* EXERCISE GOAL: Would you print every entry exactly as it appears?

* EXTRACTED INFORMATION:
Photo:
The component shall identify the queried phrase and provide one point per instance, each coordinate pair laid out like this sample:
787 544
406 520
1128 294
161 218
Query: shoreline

* YOUR SOLUTION:
Photo:
The component shall identify the queried phrase and provide one point per instance, each coordinate pair laid out like this sample:
787 544
406 520
1128 294
161 218
Query: shoreline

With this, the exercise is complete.